**Excerpt to read**
========================================================================

The circuit court affirmed the district court's grant of summary judgment to Columbia, ruling that Fung was liable for inducing copyright infringement. The court also affirmed summary judgment to Columbia in dismissing Fung's claims of being eligible for protection under the DMCA safe harbor provisions. However, the grounds of judgment differed from those of the district court.

The circuit, however, accepted Fung's appeal of the injunction being too vague and burdensome and modified the permanent injunction.

In the end, costs of $110 million in damages were imposed on to Fung.

==Significance and Impact==
Columbia v. Fung was one of the few cases since Grokster where a court applied an "inducement" theory of copyright, rather than one of contributory or vicarious infringement. Furthermore, at the time, this case was also the only known case in which a service provider was disqualified from DMCA safe harbor provisions due to having enough "red flag knowledge" of infringing activity. Evidence of this red flag knowledge included Fung's own active encouragement of infringing activity (listing top 20 grossing movies, inviting users to upload a torrent file of these movies, etc.) and his own personal use of isoHunt to download infringing material.

========================================================================

**Supplied material**
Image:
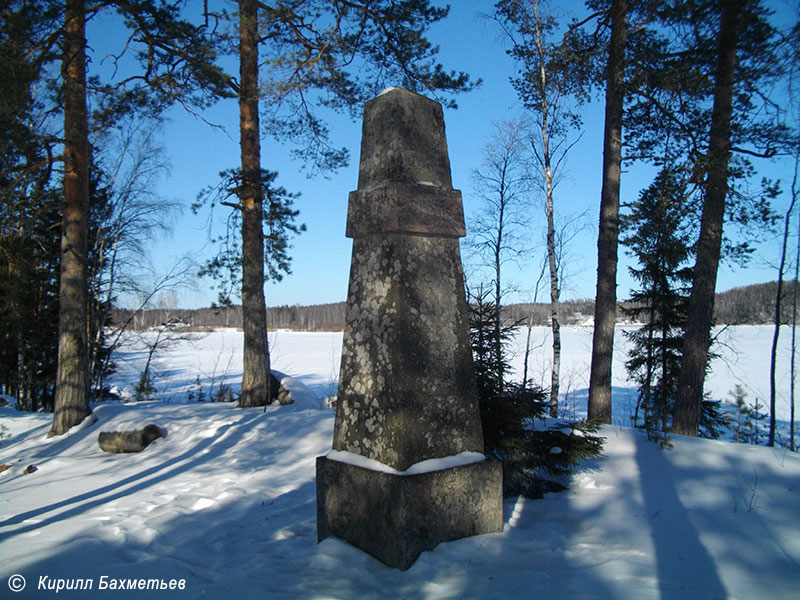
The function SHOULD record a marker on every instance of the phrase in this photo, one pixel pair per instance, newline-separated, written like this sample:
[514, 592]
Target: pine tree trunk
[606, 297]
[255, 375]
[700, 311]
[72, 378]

========================================================================

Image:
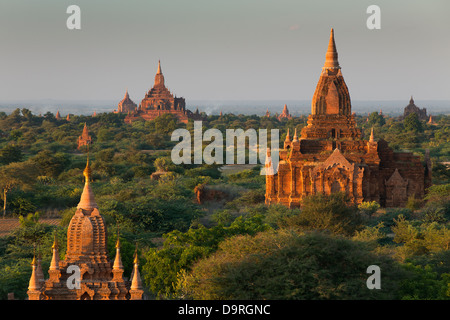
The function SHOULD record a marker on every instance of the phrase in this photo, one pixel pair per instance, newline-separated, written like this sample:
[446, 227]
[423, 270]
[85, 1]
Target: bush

========================================================================

**Requests**
1. Return the passage on Columbia v. Fung word for word, beginning at the words "The circuit court" and stopping after the words "the district court.".
2. Supply the next part of the passage on Columbia v. Fung, picking up right after its last sentence.

**Expected results**
1.
The circuit court affirmed the district court's grant of summary judgment to Columbia, ruling that Fung was liable for inducing copyright infringement. The court also affirmed summary judgment to Columbia in dismissing Fung's claims of being eligible for protection under the DMCA safe harbor provisions. However, the grounds of judgment differed from those of the district court.

2.
Fung demonstrated that the Supreme Court's Grokster ruling was one that would come to be taken seriously as precedent. As such, any file-sharing website that has no filtering or moderating mechanism for copyrighted material while financially benefiting in any way (even with an ad-revenue model) will likely be liable for inducing copyright infringement upon litigation.

A further implication to be taken from Fung is that courts will find any file-sharing technology to be legally indistinguishable regardless of their technical specifications, e.g. whether servers are hosted centrally or peer-to-peer. Courts may furthermore assume that all P2P file-sharing will engage in copyright infringement. In the context of Fung, Grokster, and other related cases, this shifts the analysis of a service provider's liability of copyright infringement to the "front-end" of file-sharing technology, i.e. how the user interface assists the user in infringing activities. In Fung, this was a central factor in determining Fung's liability for inducing copyright infringement (e.g. providing a list top 20 grossing movies).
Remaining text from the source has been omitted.